#### Task instructions
In how many lines of these records does the word "each" appear? Give the number by itself.

Content starts

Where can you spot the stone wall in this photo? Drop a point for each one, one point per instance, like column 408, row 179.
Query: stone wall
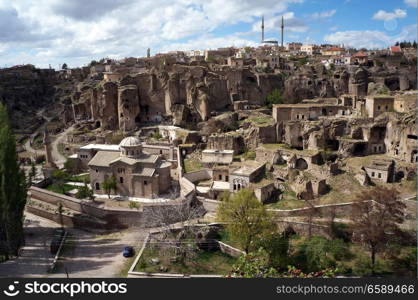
column 112, row 218
column 68, row 221
column 201, row 175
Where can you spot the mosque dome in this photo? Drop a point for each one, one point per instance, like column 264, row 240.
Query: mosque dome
column 130, row 147
column 130, row 141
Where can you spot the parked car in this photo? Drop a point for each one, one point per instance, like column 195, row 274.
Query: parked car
column 56, row 240
column 128, row 251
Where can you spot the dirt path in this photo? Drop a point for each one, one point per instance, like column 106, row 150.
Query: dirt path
column 58, row 158
column 95, row 255
column 35, row 257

Content ends

#### Worked solution
4